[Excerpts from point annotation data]
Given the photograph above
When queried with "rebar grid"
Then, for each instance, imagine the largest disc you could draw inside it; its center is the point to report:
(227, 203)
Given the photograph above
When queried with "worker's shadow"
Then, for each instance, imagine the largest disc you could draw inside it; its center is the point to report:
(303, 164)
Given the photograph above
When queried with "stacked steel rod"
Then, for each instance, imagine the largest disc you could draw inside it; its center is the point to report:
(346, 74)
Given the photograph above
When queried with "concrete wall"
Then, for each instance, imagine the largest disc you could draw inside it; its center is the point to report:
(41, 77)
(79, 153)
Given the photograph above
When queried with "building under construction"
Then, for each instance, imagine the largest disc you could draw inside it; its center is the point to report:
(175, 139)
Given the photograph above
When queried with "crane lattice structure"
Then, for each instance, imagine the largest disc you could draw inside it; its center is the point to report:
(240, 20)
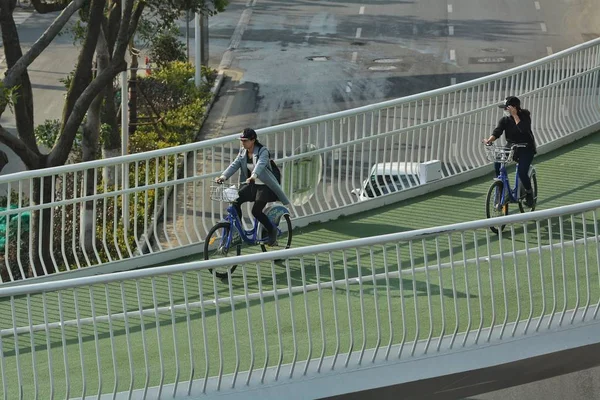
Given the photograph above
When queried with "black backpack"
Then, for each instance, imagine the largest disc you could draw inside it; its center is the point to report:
(274, 168)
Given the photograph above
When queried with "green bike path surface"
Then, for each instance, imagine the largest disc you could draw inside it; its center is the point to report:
(566, 176)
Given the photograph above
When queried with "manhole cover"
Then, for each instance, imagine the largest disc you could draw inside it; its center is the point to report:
(318, 58)
(491, 60)
(382, 67)
(387, 60)
(494, 50)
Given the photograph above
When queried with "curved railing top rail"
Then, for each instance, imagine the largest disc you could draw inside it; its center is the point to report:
(130, 158)
(298, 252)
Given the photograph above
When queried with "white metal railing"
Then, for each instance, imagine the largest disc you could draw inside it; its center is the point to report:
(323, 160)
(285, 315)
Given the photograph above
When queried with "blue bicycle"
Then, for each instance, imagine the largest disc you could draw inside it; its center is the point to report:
(229, 234)
(500, 194)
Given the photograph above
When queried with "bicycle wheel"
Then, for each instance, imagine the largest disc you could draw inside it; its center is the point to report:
(284, 241)
(522, 206)
(493, 206)
(215, 248)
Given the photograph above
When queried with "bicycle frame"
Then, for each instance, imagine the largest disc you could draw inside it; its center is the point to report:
(512, 192)
(249, 237)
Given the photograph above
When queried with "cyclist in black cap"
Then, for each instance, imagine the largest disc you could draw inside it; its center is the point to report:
(516, 125)
(258, 182)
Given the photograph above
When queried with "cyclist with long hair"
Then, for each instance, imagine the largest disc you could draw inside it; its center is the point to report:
(257, 181)
(516, 126)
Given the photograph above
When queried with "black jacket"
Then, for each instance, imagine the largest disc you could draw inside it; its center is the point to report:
(516, 133)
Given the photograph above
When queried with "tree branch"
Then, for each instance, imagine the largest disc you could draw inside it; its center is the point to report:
(80, 108)
(123, 35)
(81, 80)
(42, 43)
(28, 156)
(45, 8)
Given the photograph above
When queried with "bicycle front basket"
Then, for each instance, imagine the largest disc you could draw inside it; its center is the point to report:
(223, 193)
(498, 154)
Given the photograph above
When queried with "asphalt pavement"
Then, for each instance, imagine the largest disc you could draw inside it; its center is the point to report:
(55, 63)
(298, 59)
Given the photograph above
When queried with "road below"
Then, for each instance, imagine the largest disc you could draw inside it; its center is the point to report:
(55, 63)
(295, 60)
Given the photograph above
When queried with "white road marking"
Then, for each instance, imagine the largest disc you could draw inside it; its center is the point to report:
(21, 17)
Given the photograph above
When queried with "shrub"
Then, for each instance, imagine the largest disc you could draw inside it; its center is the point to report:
(166, 48)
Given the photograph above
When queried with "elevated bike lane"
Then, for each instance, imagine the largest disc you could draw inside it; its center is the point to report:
(568, 175)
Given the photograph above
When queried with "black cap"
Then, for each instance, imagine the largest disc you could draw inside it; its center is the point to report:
(248, 134)
(511, 101)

## [AIM OF THE TASK]
Report every line above that contains the word "bike", copied in full. Case counts.

## [RESULT]
When queried with "green bike path surface"
When queried with "elevated bike lane"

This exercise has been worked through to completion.